**Page excerpt**
************

By Elizabeth Douglass, InsideClimate News

Exxon Mobil intends to restart the southern portion of its Pegasus oil pipeline on July 1, ending a 15-month shutdown that began when the pipeline ruptured and flooded a residential street in Arkansas with crude.

The move is a disappointment to Texans like Barbara Lawrence, who said the 1950s-era southern leg of the Pegasus runs under the Richland-Chambers Reservoir, where she lives on the shore. She and others worry about potential oil spills in reservoirs and other waterways, and have questioned the safety of reopening any part of the Pegasus line without extensive testing.

“I think that’s too bad, and I really think it’s short-sighted,” Lawrence said of the pipeline restart. Noting that the Richard-Chambers Reservoir is a source of drinking water, she added, “You’d think that other people, particularly in a drought situation, would want to protect the water supply.”

Exxon did not return a call seeking comment, and has previously declined to say when it would reopen the southern part of the Pegasus. In January, the company sought permission to restart that portion of the pipeline, and the Pipeline and Hazardous Materials Safety Administration (PHMSA) approved Exxon Mobil’s restart plans at the end of March.

The restart date of July 1 was confirmed by separate federal regulatory filings by Sunoco Logistics and an Exxon Mobil pipeline subsidiary. Exxon Mobil’s paperwork set prices beginning July 1 for customers shipping crude oil through the Pegasus southern segment, a pipe that runs about 210-miles from Corsicana, Texas to Nederland, Texas.

Exxon Mobil’s restart plan has not been publicly released for the southern segment. But in other documents made public, the company said it wanted to “initiate restart activities” by March 28, and that it planned to operate the line at reduced pressure and to conduct a standard leak test before reopening the Pegasus southern leg. The company said it would conduct a series of internal inspections on the running pipeline this summer as part of a PHMSA-approved remedial work plan.

The federal filing for the Pegasus doesn’t say what types of crude oil will flow through the reopened segment, but Exxon Mobil and Sunoco filed paperwork that offered customers a flat rate for shipping West Texas Intermediate and West Texas Sour oil through a combination of their pipelines to Nederland.

************

(Position identification records)
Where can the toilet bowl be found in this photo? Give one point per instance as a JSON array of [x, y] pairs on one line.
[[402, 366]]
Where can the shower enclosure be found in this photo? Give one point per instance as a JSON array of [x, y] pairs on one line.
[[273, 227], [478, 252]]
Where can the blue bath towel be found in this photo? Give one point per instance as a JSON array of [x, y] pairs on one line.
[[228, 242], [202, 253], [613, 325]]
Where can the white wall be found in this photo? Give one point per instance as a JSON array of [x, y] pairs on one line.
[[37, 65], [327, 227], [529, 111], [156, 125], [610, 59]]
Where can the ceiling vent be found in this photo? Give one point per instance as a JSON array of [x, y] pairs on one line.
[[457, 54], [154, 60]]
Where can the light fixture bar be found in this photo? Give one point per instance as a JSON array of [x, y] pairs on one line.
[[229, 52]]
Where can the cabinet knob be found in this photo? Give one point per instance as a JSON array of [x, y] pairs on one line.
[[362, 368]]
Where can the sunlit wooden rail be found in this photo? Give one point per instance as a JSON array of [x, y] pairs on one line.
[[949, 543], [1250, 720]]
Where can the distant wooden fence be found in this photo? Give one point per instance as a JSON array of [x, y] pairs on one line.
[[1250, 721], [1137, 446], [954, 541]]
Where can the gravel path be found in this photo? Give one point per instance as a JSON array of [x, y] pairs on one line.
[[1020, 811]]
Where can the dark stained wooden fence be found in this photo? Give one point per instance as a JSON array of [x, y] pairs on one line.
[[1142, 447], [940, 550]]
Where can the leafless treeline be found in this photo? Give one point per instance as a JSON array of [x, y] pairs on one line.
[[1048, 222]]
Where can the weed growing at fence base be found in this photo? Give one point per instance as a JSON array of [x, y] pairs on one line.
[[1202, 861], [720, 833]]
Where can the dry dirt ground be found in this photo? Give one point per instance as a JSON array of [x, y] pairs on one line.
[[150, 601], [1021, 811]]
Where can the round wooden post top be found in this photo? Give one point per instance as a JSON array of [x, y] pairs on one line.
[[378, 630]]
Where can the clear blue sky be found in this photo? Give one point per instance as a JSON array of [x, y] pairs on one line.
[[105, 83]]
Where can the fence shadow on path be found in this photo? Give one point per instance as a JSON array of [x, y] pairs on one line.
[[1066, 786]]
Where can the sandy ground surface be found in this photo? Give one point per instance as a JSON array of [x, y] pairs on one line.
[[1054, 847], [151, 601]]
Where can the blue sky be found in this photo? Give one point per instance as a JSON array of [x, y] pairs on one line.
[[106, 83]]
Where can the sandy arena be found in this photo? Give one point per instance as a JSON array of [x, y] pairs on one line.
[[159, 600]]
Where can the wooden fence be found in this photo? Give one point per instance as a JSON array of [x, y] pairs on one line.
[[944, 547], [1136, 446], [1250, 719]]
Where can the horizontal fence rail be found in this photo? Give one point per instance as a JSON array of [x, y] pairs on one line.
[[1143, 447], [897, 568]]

************

**Exercise description**
Answer these questions using the Pegasus pipeline article:
1. How long did the shutdown last before the planned restart?
2. Which federal agency approved Exxon Mobil's restart plans, and when?
3. Between which two places does the Pegasus southern segment run?

**The solution**
1. 15 months.
2. The Pipeline and Hazardous Materials Safety Administration (PHMSA), at the end of March.
3. Corsicana, Texas, and Nederland, Texas.